▶ EXCERPTED TEXT
4. Hergest Ridge, Part One - Mike Oldfield. The atmosphere of this album is extremely captivating, and very rewarding. Though Mike is no guitar wizard, or instrumental genius, he is fantastic at writing music, and his most beaitiful melodies are found on Hergest Ridge. Part One is a bit more diverse, and not as sloppy as Part Two.

3. Octavarium - Dream Theater. Dream Theater, as far as I knew, were just a bland metal band. I thought they were just musical geniuses with no skill at writing and no musical sensitivity. But when I took this album out of the library, and heard this song, that presumption was shattered to pieces. Not only are these some of the very best musicians in the world, but they are also phenomenal writers, and explore in many different style of music. This album is extremely emotional from its moody beginning, to its epic climax.

▶ DATA FOR REVIEW
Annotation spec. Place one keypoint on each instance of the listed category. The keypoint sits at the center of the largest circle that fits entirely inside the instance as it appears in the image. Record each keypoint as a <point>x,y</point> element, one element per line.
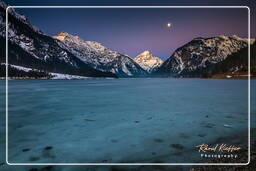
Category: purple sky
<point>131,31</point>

...

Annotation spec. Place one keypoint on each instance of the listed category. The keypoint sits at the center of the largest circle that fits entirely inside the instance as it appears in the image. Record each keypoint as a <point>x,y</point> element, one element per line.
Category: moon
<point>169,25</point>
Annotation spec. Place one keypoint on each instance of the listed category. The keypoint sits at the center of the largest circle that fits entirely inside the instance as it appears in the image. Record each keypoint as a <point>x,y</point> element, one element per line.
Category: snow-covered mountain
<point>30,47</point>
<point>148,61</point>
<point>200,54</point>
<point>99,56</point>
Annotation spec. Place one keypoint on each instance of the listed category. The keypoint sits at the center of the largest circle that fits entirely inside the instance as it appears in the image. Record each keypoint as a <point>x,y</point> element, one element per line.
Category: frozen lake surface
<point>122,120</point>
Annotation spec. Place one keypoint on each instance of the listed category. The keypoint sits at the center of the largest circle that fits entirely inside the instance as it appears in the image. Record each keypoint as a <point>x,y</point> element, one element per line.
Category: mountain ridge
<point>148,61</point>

▶ ACTIONS TO TAKE
1. From the song countdown, copy the passage that opens with the words containing "3. Octavarium - Dream" and closes with "its epic climax.".
2. Carry on the song countdown from the point where it ends.

▶ ANSWERS TO THIS EXERCISE
1.
3. Octavarium - Dream Theater. Dream Theater, as far as I knew, were just a bland metal band. I thought they were just musical geniuses with no skill at writing and no musical sensitivity. But when I took this album out of the library, and heard this song, that presumption was shattered to pieces. Not only are these some of the very best musicians in the world, but they are also phenomenal writers, and explore in many different style of music. This album is extremely emotional from its moody beginning, to its epic climax.

2.
2. Histoires Sans Paroles - Harmonium. This is an extremely delicate song. Its soft flutes, guitars and keyboards all meld together amazingly. They even manage to shift from section to section seamlessly. The beauty of this song has rarely been matched, let alone kept consistent for seventeen minutes. The flute line is one of the very best string of notes that can be played.

1. Supper's Ready - Genesis. Extremely captivating, beatiful music with phenomenally diverse atmospheres. The musicianship and complexity is top-shelf, but there's to it than that. The music has a bond with the listener. When listening to this song, it's like reading a well written novel. The serene, haunting introduction sets the mood, and the tensions builds until the massive climax and the conclusion.

I doubt anyone will really read all that.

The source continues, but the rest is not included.